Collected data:
▬▬▬
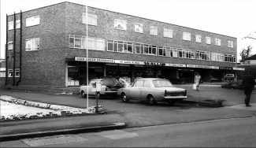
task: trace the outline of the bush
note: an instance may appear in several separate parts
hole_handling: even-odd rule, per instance
[[[243,90],[242,80],[232,80],[221,85],[221,88]]]

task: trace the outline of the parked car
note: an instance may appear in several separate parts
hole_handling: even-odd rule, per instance
[[[82,98],[86,98],[87,94],[88,95],[95,95],[96,94],[96,82],[101,83],[101,90],[98,94],[97,94],[98,98],[101,98],[102,96],[113,96],[117,97],[117,90],[119,89],[113,85],[117,82],[117,78],[113,76],[105,76],[103,79],[94,79],[91,80],[88,86],[81,86],[80,87],[80,92]],[[126,82],[127,83],[127,82]],[[127,85],[128,83],[126,83]],[[88,93],[87,93],[88,87]]]
[[[232,80],[235,78],[235,75],[234,74],[226,74],[224,76],[224,80]]]
[[[141,78],[132,87],[121,88],[117,91],[123,102],[129,100],[146,101],[149,105],[167,102],[173,105],[177,100],[187,98],[187,90],[173,86],[165,79]]]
▬▬▬
◆ EXERCISE BRIEF:
Please switch each "trace" in the entries above to "draw" and keep everything else the same. Leave the pictures out of your copy.

◆ EXERCISE OUTPUT:
task: draw the outline of the bush
note: an instance may appear in several separate parts
hole_handling: even-odd rule, per instance
[[[243,90],[242,80],[232,80],[221,85],[221,88]]]

task: draw the outline of the parked car
note: an instance may appear in several separate parts
hole_handling: even-odd rule, per instance
[[[82,98],[86,98],[87,94],[88,95],[95,95],[96,94],[96,82],[101,83],[101,90],[98,94],[97,94],[98,98],[101,98],[102,96],[113,96],[117,97],[117,90],[119,89],[113,85],[117,82],[117,78],[113,76],[105,76],[103,79],[94,79],[91,80],[88,86],[81,86],[80,87],[80,92]],[[126,82],[127,83],[127,82]],[[127,85],[128,83],[126,83]],[[88,93],[87,93],[88,87]]]
[[[232,80],[235,78],[235,75],[234,74],[226,74],[224,76],[224,80]]]
[[[141,78],[132,87],[121,88],[117,91],[123,102],[129,100],[146,101],[149,105],[167,102],[173,105],[177,100],[187,98],[187,90],[173,86],[165,79]]]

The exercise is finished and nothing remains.